> What to do
[A] According to the patch message, which setting in docs/conf.py keeps CI from detecting drift through notebook re-execution?
[B] For each statement, answer yes or no based on the patch message, and quote the words from the patch message that decide it. (i) The patch changes estimator or inference behavior. (ii) The new shared helper is located at tests/_tutorial_drift.py. (iii) Before this patch, TODO.md already credited PR #409 for T21.
Top of Page extract
From 9945d306704704feaec61e5489e65f603f37017b Mon Sep 17 00:00:00 2001
From: igerber <isaac.gerber@gmail.com>
Date: Thu, 14 May 2026 20:05:51 -0400
Subject: [PATCH 1/2] Fix #409 holistic audit residuals: T20+T21
 notebook-narrative drift coverage + TODO status
MIME-Version: 1.0
Content-Type: text/plain; charset=UTF-8
Content-Transfer-Encoding: 8bit

Holistic re-audit of merged #409 (Tutorial 21 HAD pre-test workflow notebook + drift tests) + #425 (cleanup: pin deterministic p-values). The per-PR cleanup PR review on #425 couldn't see the combined post-PR holistic state. 4 local agentic codex rounds (R0-R3) surfaced a repeated rendered-surface drift gap on both the T21 PR added and the sibling T20 drift test, plus a small TODO status reconciliation.

**Rendered-surface drift gap** — both `test_t20_*_drift.py` and `test_t21_*_drift.py` had file-level docstrings claiming to check pinned numbers "against the values quoted in the tutorial markdown", but every prior assert just re-derived values from the locked DGP and compared to a hardcoded constant — the .ipynb files themselves were never read. Because `nbsphinx_execute = "never"` in `docs/conf.py`, CI cannot detect drift between drift-test constants and the committed tutorial via notebook re-execution; the two surfaces can diverge silently.

Closed via a new shared helper `tests/_tutorial_drift.py` (`notebook_markdown` / `notebook_output_text` / `notebook_rendered_text` + `assert_quotes_in_rendered`) used by:

- `tests/test_t21_had_pretest_workflow_drift.py::test_notebook_quotes_match_pinned_constants` — pins 16 load-bearing rendered substrings: verdict text on both `aggregate="overall"` and `aggregate="event_study"` paths; structural-field anchors; QUG / Stute / Yatchew p-values (`0.2059`, `0.6860`, `0.0720`, `0.7630`, `0.4917`, `0.2899`) the file already pins analytically; design / target anchors (`continuous_at_zero`, `WAS`); rendered Yatchew sigma2_lin values (`6250.2569`, `6.5340`, `7.0076`).
- `tests/test_t20_had_brand_campaign_drift.py::test_notebook_quotes_match_pinned_constants` — pins the headline WAS estimate prose (`100 weekly visits`, `98.6 to 101.4`), the design auto-detect outcome (`continuous_near_d_lower`), the target label (`WAS_d_lower`), and the placebo magnitude / sample-summary prose (`±0.06`, `median`, `$25K`) the file already pins analytically.

**TODO status reconciliation** — TODO.md still said T21 was "PR-pending" while CHANGELOG and REGISTRY already credited PR #409. Updated.

4 files, +244/-1. No methodology changes. No estimator/inference behavior change. Tests-only + one TODO line.

Two pilot findings NOT included in this fix-PR:

1. The P3 stale verdict text (`"paper step 2 deferred to Phase 3 follow-up"`) — the codex correctly observes the Phase 3 follow-up has shipped as `aggregate="event_study"`, so the wording is historically frozen. Changing it is a user-facing API string change touching 6+ surfaces (`had_pretests.py` source + 4 test assertions + notebook + CHANGELOG); deferred for explicit guidance before changing the verdict library-wide.
Bottom of Page extract
Top of Source information
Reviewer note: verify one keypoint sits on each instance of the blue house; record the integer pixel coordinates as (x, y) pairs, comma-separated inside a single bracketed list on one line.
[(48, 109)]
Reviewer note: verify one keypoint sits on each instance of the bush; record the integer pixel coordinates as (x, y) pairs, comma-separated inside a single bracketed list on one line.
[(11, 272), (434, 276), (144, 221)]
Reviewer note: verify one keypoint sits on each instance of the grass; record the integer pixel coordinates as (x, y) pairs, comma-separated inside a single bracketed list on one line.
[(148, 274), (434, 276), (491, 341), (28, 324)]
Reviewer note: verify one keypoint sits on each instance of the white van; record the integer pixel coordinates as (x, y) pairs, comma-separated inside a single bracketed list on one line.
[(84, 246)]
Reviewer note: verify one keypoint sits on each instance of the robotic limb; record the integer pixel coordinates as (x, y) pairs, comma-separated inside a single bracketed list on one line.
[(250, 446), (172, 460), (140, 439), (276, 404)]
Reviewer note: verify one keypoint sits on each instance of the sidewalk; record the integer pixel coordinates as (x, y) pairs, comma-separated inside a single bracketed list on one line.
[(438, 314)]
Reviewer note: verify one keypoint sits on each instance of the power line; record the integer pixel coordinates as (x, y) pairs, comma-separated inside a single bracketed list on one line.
Bottom of Source information
> Activity answers
[A] `nbsphinx_execute = "never"`

[B]
(i) No: "No estimator/inference behavior change."
(ii) Yes: "Closed via a new shared helper `tests/_tutorial_drift.py`"
(iii) No: "TODO.md still said T21 was "PR-pending" while CHANGELOG and REGISTRY already credited PR #409."